# Exercise materials
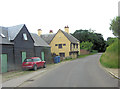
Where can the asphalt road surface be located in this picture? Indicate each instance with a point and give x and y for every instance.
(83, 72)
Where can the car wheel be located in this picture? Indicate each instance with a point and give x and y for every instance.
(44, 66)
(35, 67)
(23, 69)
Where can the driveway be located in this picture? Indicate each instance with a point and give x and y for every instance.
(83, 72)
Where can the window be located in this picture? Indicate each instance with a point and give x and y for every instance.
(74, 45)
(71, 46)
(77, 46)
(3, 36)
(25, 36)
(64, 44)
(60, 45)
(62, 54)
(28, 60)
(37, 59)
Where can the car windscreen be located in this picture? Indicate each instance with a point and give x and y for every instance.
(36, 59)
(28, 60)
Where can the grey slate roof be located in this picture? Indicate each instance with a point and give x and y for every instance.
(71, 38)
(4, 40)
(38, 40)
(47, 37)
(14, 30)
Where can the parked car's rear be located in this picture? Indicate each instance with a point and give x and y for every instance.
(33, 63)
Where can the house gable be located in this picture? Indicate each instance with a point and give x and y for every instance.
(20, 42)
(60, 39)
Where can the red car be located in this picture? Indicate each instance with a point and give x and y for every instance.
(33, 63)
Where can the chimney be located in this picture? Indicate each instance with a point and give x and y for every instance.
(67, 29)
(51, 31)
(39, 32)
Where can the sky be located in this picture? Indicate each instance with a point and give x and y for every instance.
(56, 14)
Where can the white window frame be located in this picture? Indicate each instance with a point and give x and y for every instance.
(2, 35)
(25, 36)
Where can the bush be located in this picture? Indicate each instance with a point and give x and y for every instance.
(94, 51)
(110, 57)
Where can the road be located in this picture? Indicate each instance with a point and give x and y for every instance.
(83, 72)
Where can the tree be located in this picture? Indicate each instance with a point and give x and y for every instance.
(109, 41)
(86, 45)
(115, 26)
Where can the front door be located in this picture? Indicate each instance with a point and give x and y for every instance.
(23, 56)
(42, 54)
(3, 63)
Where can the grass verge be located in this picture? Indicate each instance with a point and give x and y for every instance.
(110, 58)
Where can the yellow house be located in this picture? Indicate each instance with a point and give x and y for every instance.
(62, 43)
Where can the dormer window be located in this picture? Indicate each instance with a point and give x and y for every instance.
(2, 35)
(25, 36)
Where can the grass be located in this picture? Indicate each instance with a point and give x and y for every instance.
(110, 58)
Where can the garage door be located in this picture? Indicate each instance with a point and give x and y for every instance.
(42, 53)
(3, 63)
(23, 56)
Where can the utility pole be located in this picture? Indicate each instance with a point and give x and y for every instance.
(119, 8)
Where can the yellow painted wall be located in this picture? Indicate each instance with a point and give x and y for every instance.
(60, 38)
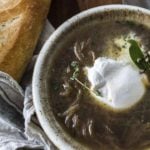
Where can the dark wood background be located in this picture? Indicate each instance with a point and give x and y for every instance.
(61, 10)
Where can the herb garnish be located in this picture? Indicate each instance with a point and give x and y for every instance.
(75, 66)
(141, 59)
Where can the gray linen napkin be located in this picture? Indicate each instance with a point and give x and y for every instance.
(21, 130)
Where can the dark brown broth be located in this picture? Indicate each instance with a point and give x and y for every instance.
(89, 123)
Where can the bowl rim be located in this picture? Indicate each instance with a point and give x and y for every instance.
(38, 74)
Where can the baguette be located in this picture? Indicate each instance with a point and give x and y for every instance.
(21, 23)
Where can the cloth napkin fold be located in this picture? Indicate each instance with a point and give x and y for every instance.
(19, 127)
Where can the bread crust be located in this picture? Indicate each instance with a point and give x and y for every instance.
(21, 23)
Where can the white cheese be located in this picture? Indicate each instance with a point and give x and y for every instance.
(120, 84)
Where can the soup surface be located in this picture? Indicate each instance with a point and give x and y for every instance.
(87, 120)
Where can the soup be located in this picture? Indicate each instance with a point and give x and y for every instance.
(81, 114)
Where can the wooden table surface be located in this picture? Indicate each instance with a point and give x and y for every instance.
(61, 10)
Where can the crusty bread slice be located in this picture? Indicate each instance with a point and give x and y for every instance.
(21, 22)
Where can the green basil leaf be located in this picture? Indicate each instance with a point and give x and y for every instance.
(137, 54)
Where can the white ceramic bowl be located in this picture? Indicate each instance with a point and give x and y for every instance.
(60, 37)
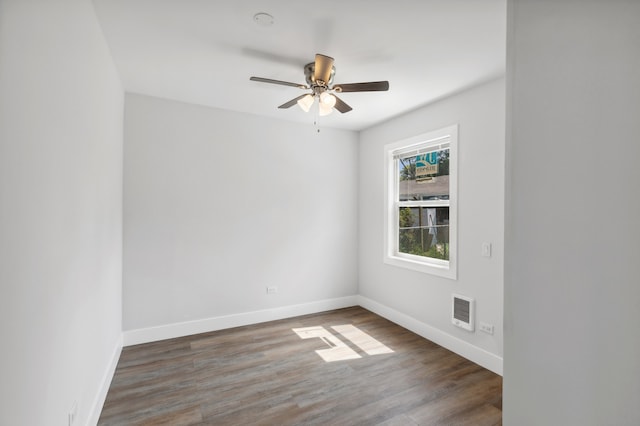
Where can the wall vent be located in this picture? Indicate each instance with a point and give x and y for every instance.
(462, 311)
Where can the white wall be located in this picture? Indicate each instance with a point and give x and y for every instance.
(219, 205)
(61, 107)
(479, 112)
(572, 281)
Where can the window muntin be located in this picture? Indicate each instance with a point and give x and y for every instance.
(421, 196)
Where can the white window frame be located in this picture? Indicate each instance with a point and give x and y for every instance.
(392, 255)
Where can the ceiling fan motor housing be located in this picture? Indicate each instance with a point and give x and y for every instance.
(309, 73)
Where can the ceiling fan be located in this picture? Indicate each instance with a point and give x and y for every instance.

# Work instructions
The data above must be reproduced exactly, without any of its pictures.

# Exercise output
Where can the asphalt road surface be located in this picture? Indicate each instance with a point and give x and y for every instance.
(83, 72)
Where can the car wheel be located in this picture? Indicate each instance with a point and give x and y for every instance.
(44, 66)
(35, 67)
(23, 69)
Where can the driveway be located in this picture? Indicate each instance with a point and give x and y for every instance.
(83, 72)
Where can the window be located in this picture? Indicate each instance with a point and give x and y for every instance.
(74, 45)
(71, 46)
(77, 46)
(3, 36)
(25, 36)
(64, 44)
(60, 45)
(62, 54)
(28, 60)
(37, 59)
Where can the car windscreen be located in this picture? Indicate each instance with a point and give x and y for every instance.
(36, 59)
(28, 60)
Where can the grey slate roof be located in this picture? Indicate each instance with a point and give x and y for every instance.
(71, 38)
(4, 40)
(38, 40)
(47, 37)
(14, 30)
Where can the parked car's rear be located in this picture? Indicate each instance with a point and give x and y for every instance.
(33, 63)
Where can the house gable be located in this picture? Indicate each instance with a point and give x and y for every instance.
(20, 42)
(60, 39)
Where can the red car be located in this picture? Indicate each instance with a point and give x and y for every instance.
(33, 63)
Where can the chimney be located in this picture? Indicate each instance with a point and give x and y for every instance.
(67, 29)
(51, 31)
(39, 32)
Where can the sky be located in this picture? Indicate each instance with a point and give x and y for every instance.
(56, 14)
Where can the white window frame be located in this picture? Indicate each instance with a point and give x and y for every instance.
(2, 35)
(25, 36)
Where can the bush be located in this picture? Indicate each instance with a point and give x and y for every instance.
(94, 51)
(110, 57)
Where can the road be located in this picture? Indicate each instance with a point and give x and y for every instance.
(83, 72)
Where can the tree be located in this picture? Indicate each instance with a point and give x and y for every instance.
(109, 41)
(86, 45)
(115, 26)
Where can the front door be located in this picture? Indicate each instance with a point and give x and y for every instance.
(23, 56)
(42, 54)
(3, 63)
Where can the grass verge be located in this picture? Indicate each instance with a point and give x and y for every instance.
(110, 58)
Where can the yellow house be located in this picture? Indicate each instance with a point and give x and y for every instance.
(62, 43)
Where can the dormer window be located in this picture? Indicate each instance with a point and give x and y for every instance.
(2, 35)
(25, 36)
Where can the grass be located in this picture? Indicate each instance with a point and give x and y for every instance.
(110, 58)
Where can the garage door be located in this picture? Indicate each instance with a point and give x and y for every instance.
(42, 53)
(3, 63)
(23, 56)
Where can the utility pole be located in this picture? Indicate each instance with a point and give x and y for every instance.
(119, 8)
Where can the yellow painted wall be located in this picture? Indicate each instance with a point and give x and y for every instance.
(60, 38)
Where can the dark wood background be located in this picture? Indicate each instance with a point and give x and y for every instance.
(61, 10)
Where can the herb garnish be located in this picture? Indicate each instance with a point and give x and y for every instance.
(75, 66)
(141, 59)
Where can the gray linen napkin be located in this picture? Indicate each instance with a point and give x and y for every instance.
(21, 130)
Where can the dark brown broth be located in this picture? Indicate each instance with a point and give x and y for every instance.
(89, 123)
Where can the bowl rim be located in this picture? Indicate each instance with a point and give x and y for every instance.
(38, 74)
Where can the baguette be located in this picture? Indicate each instance with a point and give x and y for every instance.
(21, 23)
Where can the cloth napkin fold be located in this picture? Indicate each instance with a point and give x and y for every instance.
(19, 127)
Where can the bread crust be located in this picture? Indicate each instance with a point and give x and y for every instance.
(21, 23)
Where can the white cheese be located in this picture? Indicate each instance with a point and give x and y for every instance.
(120, 84)
Where can the soup surface be located in this picture? Indicate each instance with a point and give x and y for every instance.
(87, 120)
Where can the soup be located in this picture? Indicate each instance with a point and give x and y for every instance.
(81, 114)
Where can the wooden table surface be located in this picture? Indicate each instance with a point and give x and y for every instance.
(61, 10)
Where can the crusty bread slice be located in this picture? Indicate each instance with a point and give x and y for every instance.
(21, 22)
Where can the green basil leaf be located in this picture? Indicate each instance with a point and give x and y for every instance.
(137, 54)
Where can the white ceramic bowl be located in this picture? Indicate each instance with a point and give x and y for every instance.
(60, 37)
Where can the wall vent be located in this picture? Indicate each instance with a point and give x and y for every instance.
(462, 311)
Where can the white wall be located in this picture? Indicate each instance with a point and give x and y for every instance.
(219, 205)
(61, 107)
(479, 112)
(572, 281)
Where can the window muntin be located in this picture? Indicate each instance with a point and give x and y for every instance.
(421, 196)
Where can the white window frame be located in this picture? Indicate each instance with a point and give x and y for every instance.
(392, 255)
Where can the ceiling fan motor housing be located in this picture? Indicate each instance with a point and give x and y for every instance.
(309, 73)
Where can the ceiling fan be located in this picture? Indicate each instance with a point and give x and y for every instance.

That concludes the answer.